DOCUMENT SEGMENT:
%%

# Nib Replacement



## kenlholley (Jun 22, 2014)

Well I got a Virage pen kit with the fine point nib upgrade from Exotic Blanks.  Silly me, I thought the new nib would be installed.  It wasn't.  Has anyone ever changed a nib on a Berea Hardwoods Virage pen?  Does the nib and feeder pull out, twist out?  I left a message with Exotic Blanks as they were closed when I called.  Any help would be appreciated.

Thanks


----------



## ed4copies (Jun 22, 2014)

Hi Ken!

After reading your question, I decided to make a video on the virage fountain nib replacement.  You are NOT the first to ask.

The existing vids have correct information, but the pen nibs I have taken apart have always been more difficult to pull apart.  The vids make it look easy, so I have gotten several calls asking what the penmaker is doing wrong---in fact, you can do everything correctly and it can take five minutes or more of tugging to get the nib out.

So, a new vid is on its way!!

I think it will show you everything you need to know!!

Ed


----------



## ed4copies (Jun 22, 2014)

Vid completed, you can see it here: https://www.youtube.com/watch?v=oYsOkjG78tw


----------



## Dick Mahany (Jun 22, 2014)

Thanks for that!  I recently gave up on a nib change as it was not coming apart.  Now I understand how some are much more tight than others and I'll try it again.


----------



## Holz Mechaniker (Jun 22, 2014)

ed4copies said:


> Vid completed, you can see it here: https://www.youtube.com/watch?v=oYsOkjG78tw




Yep I watched it even left a comment.  and I also "Liked" it as well.


----------



## Smitty37 (Jun 22, 2014)

ed4copies said:


> Hi Ken!
> 
> After reading your question, I decided to make a video on the virage fountain nib replacement.  You are NOT the first to ask.
> 
> ...


One thing I would add Ed is that some nibs - such as Jr Gent 1 FPs are actually glued in and need to be warmed somewhat to get out. [that's why I don't carry jr Gent 1 FPs]


----------



## kenlholley (Jun 22, 2014)

Ed,

The video was right on the money.  I followed your instructions and was successful.  Having never changed a nib before, I was very worried that I would break something using too much force.

%%

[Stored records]

%%

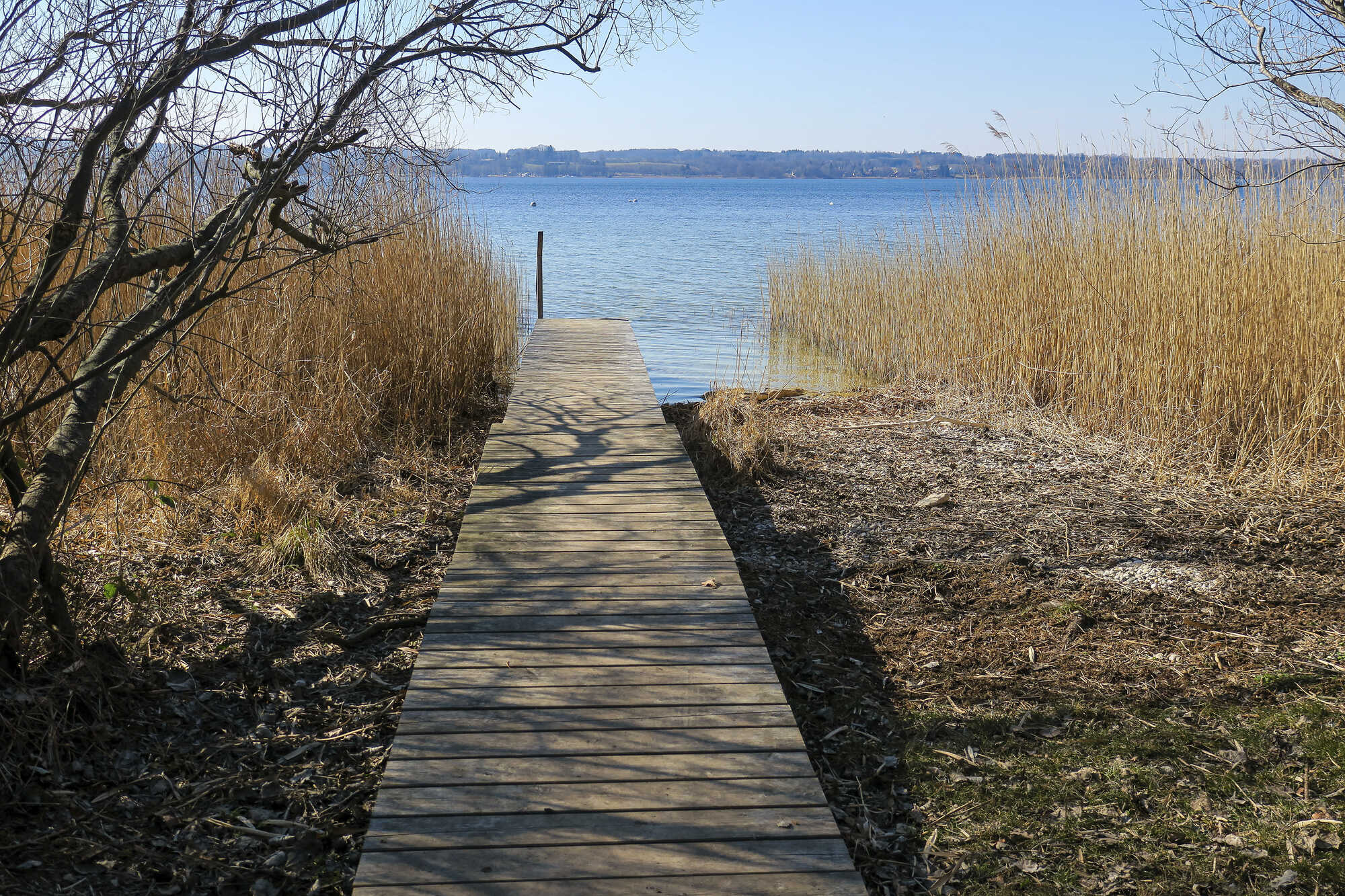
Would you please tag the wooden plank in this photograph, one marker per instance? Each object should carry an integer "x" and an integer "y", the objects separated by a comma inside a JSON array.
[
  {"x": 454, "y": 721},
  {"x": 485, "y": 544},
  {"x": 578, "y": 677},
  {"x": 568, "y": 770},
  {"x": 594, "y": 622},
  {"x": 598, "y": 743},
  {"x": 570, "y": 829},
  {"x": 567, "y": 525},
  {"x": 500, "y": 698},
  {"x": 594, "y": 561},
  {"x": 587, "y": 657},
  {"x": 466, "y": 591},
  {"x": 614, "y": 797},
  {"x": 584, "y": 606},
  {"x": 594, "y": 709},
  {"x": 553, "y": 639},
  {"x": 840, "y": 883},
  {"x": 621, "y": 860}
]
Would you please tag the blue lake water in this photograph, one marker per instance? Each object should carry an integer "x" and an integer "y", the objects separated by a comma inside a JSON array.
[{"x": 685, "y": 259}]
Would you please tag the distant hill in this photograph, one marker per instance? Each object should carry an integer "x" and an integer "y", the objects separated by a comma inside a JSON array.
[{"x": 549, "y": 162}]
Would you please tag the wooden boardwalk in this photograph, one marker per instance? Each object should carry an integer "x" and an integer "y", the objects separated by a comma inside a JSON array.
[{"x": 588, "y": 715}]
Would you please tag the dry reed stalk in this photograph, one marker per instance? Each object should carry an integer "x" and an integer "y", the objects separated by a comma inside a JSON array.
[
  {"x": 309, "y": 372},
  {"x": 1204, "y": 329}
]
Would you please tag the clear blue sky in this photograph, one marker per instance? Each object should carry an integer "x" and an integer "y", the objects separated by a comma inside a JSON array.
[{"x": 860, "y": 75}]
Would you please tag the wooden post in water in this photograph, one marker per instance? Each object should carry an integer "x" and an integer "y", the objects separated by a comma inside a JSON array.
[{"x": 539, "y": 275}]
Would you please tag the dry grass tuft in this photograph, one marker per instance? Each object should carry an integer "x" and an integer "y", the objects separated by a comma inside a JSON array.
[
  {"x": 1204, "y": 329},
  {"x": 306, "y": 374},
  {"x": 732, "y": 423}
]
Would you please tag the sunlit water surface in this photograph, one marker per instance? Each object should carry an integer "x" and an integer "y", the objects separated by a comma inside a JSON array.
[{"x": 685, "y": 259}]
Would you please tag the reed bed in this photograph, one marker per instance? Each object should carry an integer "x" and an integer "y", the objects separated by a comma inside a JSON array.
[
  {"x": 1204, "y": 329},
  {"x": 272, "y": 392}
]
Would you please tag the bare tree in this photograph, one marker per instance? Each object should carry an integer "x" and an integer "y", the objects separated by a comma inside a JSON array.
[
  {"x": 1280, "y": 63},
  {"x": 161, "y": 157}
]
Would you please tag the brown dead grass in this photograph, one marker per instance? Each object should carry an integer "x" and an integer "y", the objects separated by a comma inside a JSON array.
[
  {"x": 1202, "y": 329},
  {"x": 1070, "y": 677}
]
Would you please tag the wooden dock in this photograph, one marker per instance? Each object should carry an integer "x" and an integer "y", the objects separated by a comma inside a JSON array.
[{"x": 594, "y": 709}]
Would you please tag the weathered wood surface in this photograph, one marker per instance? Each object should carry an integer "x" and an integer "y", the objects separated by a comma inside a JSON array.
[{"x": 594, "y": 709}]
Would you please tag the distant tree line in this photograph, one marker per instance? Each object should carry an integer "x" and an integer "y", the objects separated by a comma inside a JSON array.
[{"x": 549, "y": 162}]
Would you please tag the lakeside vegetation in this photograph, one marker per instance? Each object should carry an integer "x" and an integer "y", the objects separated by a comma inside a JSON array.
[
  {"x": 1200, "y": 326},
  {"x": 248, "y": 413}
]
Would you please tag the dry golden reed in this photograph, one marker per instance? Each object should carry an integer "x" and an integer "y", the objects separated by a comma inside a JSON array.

%%

THE REQUEST:
Return the part of the nib replacement thread starting at "## Dick Mahany" and ending at "Mechaniker (Jun 22, 2014)", copied word for word. The records are separate material and have no connection to the thread.

PROBLEM SOLUTION:
## Dick Mahany (Jun 22, 2014)

Thanks for that!  I recently gave up on a nib change as it was not coming apart.  Now I understand how some are much more tight than others and I'll try it again.


----------



## Holz Mechaniker (Jun 22, 2014)